**Consigne:** Transcrivez mot pour mot, s'il vous plaît, le passage de l'extrait sur Donald Trump et les évangéliques américains qui va de « Je ne me souviens » jusqu'à « (blanche) américaine ? ».

**Extrait du texte:**
===============

Je ne me souviens pas de la dernière fois qu’un (ex-)président ou un candidat à la présidence des États-Unis a dit aussi rarement la vérité, a répandu autant de haine au lieu de l’amour et s’est ainsi tourné aussi clairement contre les valeurs fondamentales du christianisme. Qu’est-ce qui a pris à la chrétienté évangélique (blanche) américaine ?

La peur de la ruine ?

Donald Trump se présente comme une personnalité forte, un leader qui se bat pour que les États-Unis restent une nation chrétienne. Les Américains évangéliques blancs comptent sur le leader républicain pour défendre les Etats-Unis en tant que nation chrétienne. Selon une étude 1 , quatre personnes interrogées sur cinq estiment que les États-Unis devraient être une nation chrétienne, ce qui, selon des chercheurs comme Anthea Butler, est aussi une façon de s’appuyer sur une identité protestante blanche patriotique 2 . En ce sens, ils se sentent menacés par l’arrivée massive et illégale de migrants d’Amérique latine, qui pourrait modifier la domination protestante. 3 Ils craignent que la culture chrétienne soit mise en danger par la libéralisation des mœurs et la liberté d’afficher son orientation sexuelle (voir la culture LGBTQ). Et surtout par une population qui fréquente de moins en moins les églises et qui affiche son sécularisme.

===============

**Données sources:**
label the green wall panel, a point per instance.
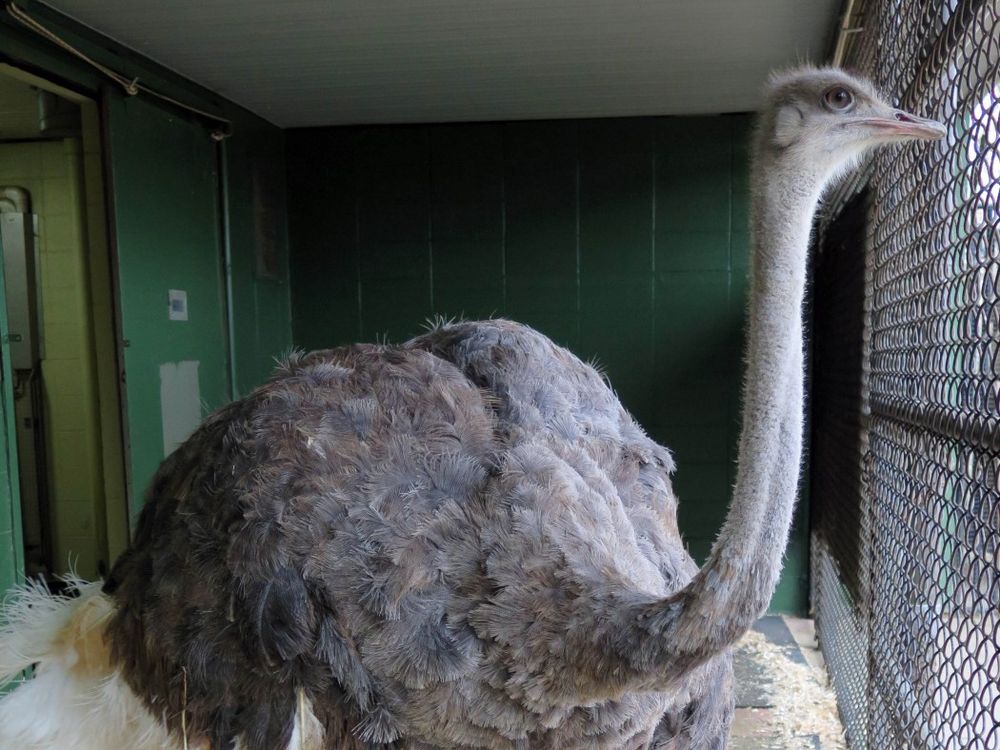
(624, 239)
(167, 230)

===============

**Réponse:**
Je ne me souviens pas de la dernière fois qu’un (ex-)président ou un candidat à la présidence des États-Unis a dit aussi rarement la vérité, a répandu autant de haine au lieu de l’amour et s’est ainsi tourné aussi clairement contre les valeurs fondamentales du christianisme. Qu’est-ce qui a pris à la chrétienté évangélique (blanche) américaine ?